◆ EXERCISE INSTRUCTIONS
Copy the lines of the records below verbatim, starting with the line containing "Task: If you could tag each instance of the nose" and continuing through the line containing "<point>223,321</point>", both included.

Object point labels
--- BEGIN ---
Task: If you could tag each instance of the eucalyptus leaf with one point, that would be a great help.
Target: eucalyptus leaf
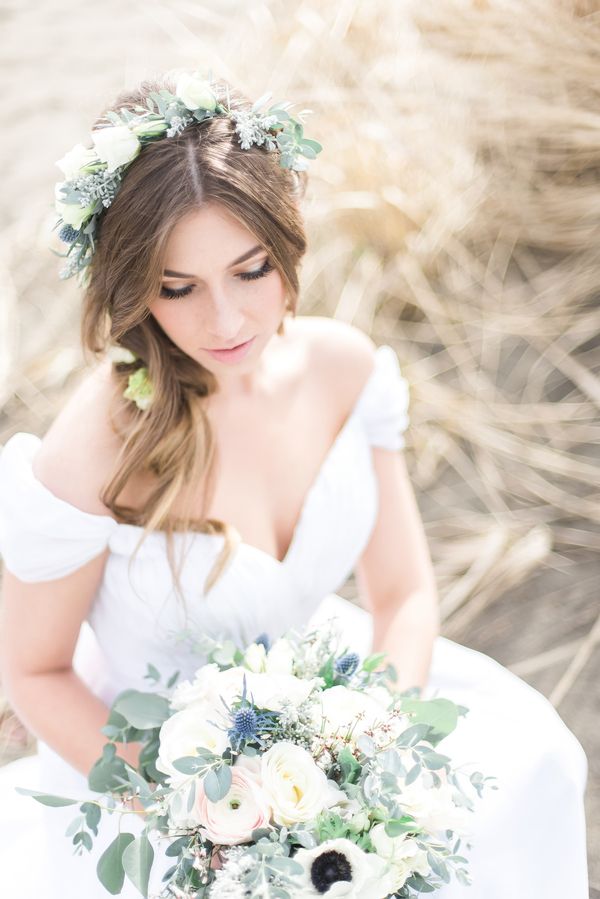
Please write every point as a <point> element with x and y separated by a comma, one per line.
<point>440,714</point>
<point>137,863</point>
<point>372,661</point>
<point>412,775</point>
<point>110,865</point>
<point>217,783</point>
<point>93,813</point>
<point>189,764</point>
<point>75,825</point>
<point>47,798</point>
<point>177,847</point>
<point>142,710</point>
<point>84,839</point>
<point>286,865</point>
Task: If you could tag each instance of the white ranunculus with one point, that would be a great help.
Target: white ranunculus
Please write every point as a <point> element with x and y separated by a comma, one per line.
<point>181,734</point>
<point>255,656</point>
<point>232,819</point>
<point>200,689</point>
<point>297,788</point>
<point>280,658</point>
<point>76,159</point>
<point>434,808</point>
<point>116,145</point>
<point>365,875</point>
<point>195,92</point>
<point>71,213</point>
<point>211,686</point>
<point>274,691</point>
<point>402,853</point>
<point>346,712</point>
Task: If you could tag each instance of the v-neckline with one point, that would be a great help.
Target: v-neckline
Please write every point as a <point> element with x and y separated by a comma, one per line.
<point>242,543</point>
<point>311,490</point>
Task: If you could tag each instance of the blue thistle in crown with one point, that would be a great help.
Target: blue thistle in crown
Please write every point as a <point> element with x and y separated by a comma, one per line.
<point>93,175</point>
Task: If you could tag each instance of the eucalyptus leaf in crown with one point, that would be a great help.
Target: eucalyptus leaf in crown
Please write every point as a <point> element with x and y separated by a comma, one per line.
<point>93,175</point>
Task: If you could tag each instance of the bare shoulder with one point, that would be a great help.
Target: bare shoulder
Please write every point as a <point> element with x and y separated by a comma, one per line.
<point>341,355</point>
<point>79,450</point>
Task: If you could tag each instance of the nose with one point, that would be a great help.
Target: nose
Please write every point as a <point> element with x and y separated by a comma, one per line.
<point>223,321</point>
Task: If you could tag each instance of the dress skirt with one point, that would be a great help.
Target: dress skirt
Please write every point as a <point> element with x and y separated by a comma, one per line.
<point>528,838</point>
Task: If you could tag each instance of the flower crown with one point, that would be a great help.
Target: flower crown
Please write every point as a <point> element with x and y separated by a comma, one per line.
<point>93,175</point>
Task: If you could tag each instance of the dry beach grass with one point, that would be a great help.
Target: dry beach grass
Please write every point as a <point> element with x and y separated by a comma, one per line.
<point>454,213</point>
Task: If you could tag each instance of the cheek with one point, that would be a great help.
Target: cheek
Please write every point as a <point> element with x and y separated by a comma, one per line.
<point>172,320</point>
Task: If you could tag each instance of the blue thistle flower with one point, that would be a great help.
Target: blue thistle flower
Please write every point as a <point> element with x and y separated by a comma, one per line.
<point>68,234</point>
<point>347,664</point>
<point>245,721</point>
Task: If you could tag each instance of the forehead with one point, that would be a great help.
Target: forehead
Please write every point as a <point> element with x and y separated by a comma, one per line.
<point>207,233</point>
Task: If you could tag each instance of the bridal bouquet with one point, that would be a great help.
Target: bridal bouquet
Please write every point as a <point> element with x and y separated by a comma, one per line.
<point>291,770</point>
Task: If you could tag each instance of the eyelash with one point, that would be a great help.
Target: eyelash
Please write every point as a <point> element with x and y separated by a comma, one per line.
<point>171,294</point>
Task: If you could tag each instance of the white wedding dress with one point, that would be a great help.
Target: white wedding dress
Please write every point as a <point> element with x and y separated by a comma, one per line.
<point>528,837</point>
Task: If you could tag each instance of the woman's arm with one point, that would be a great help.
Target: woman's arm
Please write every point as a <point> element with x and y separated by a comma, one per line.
<point>395,576</point>
<point>41,621</point>
<point>38,633</point>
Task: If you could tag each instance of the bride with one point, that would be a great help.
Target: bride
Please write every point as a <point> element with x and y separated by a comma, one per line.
<point>223,468</point>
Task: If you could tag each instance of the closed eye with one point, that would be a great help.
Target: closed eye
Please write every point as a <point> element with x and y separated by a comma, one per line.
<point>171,294</point>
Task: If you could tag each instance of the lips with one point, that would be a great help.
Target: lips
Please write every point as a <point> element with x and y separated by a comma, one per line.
<point>218,349</point>
<point>232,354</point>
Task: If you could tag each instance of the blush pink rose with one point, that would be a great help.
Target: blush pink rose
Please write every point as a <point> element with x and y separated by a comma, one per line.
<point>232,819</point>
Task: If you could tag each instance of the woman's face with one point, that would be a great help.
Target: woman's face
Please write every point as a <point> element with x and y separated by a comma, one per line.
<point>219,290</point>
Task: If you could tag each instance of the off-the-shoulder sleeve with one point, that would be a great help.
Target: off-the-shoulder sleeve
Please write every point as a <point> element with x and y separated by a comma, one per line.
<point>42,537</point>
<point>383,404</point>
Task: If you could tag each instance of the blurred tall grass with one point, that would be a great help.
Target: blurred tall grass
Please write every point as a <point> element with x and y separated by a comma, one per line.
<point>454,213</point>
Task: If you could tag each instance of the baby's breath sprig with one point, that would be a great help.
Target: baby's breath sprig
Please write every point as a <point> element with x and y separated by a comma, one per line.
<point>93,175</point>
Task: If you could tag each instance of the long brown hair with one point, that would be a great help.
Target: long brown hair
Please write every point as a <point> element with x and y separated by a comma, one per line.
<point>172,440</point>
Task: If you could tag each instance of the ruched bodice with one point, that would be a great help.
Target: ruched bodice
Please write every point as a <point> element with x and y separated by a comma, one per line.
<point>511,731</point>
<point>42,537</point>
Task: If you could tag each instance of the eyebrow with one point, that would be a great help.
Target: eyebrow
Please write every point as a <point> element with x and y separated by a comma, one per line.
<point>169,273</point>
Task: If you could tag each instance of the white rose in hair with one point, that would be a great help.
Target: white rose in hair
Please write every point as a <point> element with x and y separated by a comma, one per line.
<point>403,853</point>
<point>341,868</point>
<point>232,819</point>
<point>195,92</point>
<point>297,788</point>
<point>73,161</point>
<point>116,145</point>
<point>71,213</point>
<point>180,736</point>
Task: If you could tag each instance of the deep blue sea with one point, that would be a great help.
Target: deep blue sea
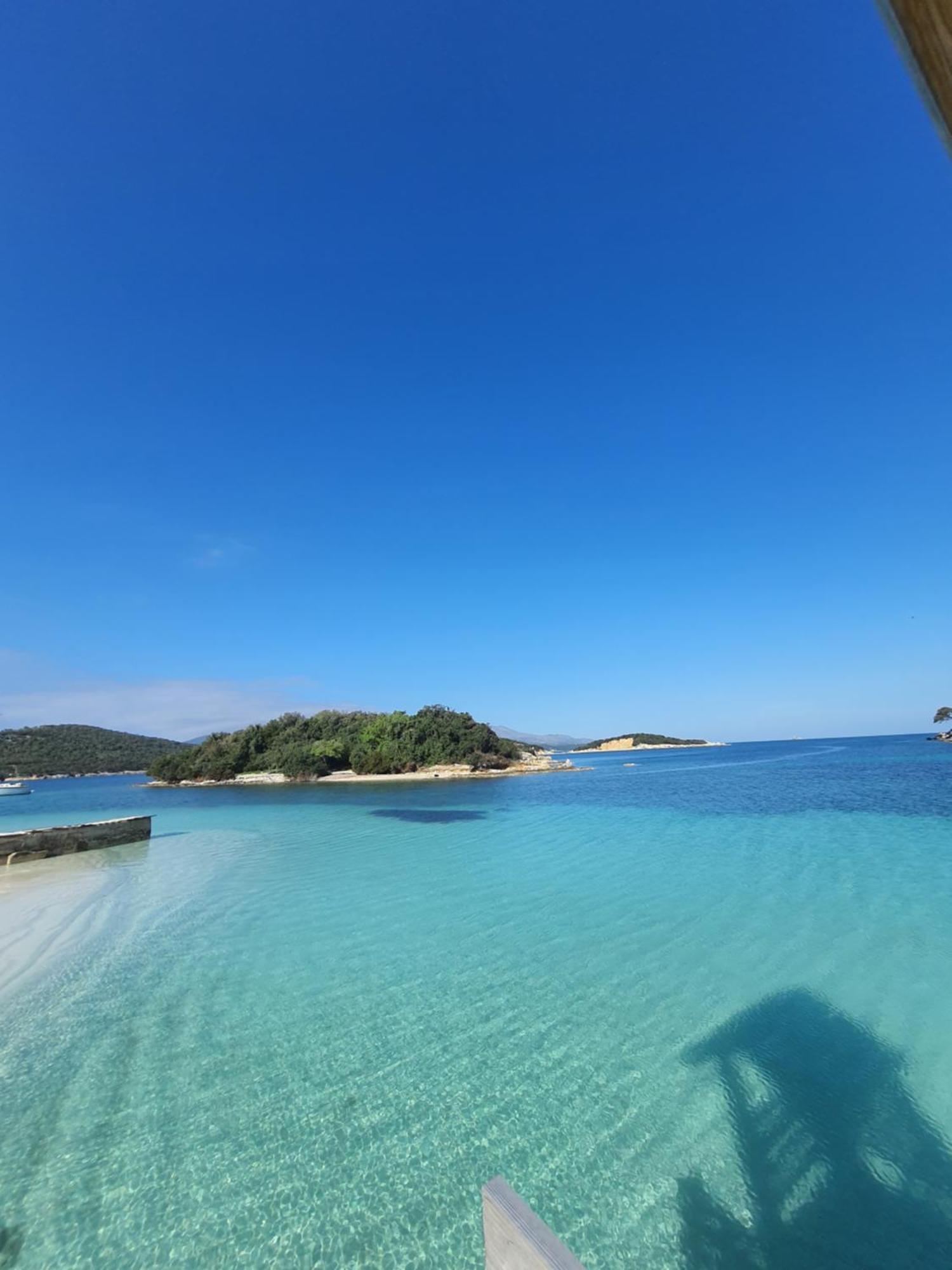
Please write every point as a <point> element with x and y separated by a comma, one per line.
<point>697,1012</point>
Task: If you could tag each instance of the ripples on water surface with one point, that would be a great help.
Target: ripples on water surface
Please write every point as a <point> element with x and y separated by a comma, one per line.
<point>696,1012</point>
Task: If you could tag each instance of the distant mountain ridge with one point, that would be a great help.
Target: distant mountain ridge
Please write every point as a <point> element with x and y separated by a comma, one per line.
<point>549,741</point>
<point>78,750</point>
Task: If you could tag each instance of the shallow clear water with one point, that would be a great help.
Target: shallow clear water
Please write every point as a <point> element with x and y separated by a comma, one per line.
<point>696,1013</point>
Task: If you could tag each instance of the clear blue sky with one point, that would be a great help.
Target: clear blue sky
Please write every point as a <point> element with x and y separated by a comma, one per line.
<point>585,366</point>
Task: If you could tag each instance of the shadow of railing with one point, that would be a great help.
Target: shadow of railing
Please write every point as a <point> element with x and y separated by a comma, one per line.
<point>841,1168</point>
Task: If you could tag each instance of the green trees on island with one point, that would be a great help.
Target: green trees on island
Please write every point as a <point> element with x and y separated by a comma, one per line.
<point>644,739</point>
<point>332,741</point>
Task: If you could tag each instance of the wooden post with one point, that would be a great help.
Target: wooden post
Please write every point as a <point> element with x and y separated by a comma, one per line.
<point>923,31</point>
<point>516,1239</point>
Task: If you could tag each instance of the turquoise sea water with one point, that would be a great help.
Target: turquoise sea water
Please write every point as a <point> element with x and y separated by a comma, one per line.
<point>697,1013</point>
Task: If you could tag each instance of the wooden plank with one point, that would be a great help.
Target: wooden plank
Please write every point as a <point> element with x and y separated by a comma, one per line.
<point>516,1239</point>
<point>923,31</point>
<point>64,840</point>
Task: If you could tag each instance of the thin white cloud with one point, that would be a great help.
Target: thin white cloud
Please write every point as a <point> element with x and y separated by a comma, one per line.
<point>215,553</point>
<point>180,709</point>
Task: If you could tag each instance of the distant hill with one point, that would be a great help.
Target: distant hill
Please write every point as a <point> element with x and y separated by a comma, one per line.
<point>74,749</point>
<point>549,741</point>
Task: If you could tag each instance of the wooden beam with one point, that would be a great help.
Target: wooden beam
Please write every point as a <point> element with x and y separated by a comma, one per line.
<point>516,1239</point>
<point>923,31</point>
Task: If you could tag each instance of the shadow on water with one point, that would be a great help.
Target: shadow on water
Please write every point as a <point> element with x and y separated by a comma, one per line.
<point>11,1245</point>
<point>421,816</point>
<point>841,1168</point>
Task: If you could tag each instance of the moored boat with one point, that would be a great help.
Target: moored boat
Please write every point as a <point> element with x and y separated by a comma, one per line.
<point>15,788</point>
--- END ---
◆ TASK OUTPUT
Task: If you could tag each instance of the nose with one point, that would be a great help.
Target: nose
Please write every point as a <point> element with x and y separated by a comma, one per line.
<point>223,321</point>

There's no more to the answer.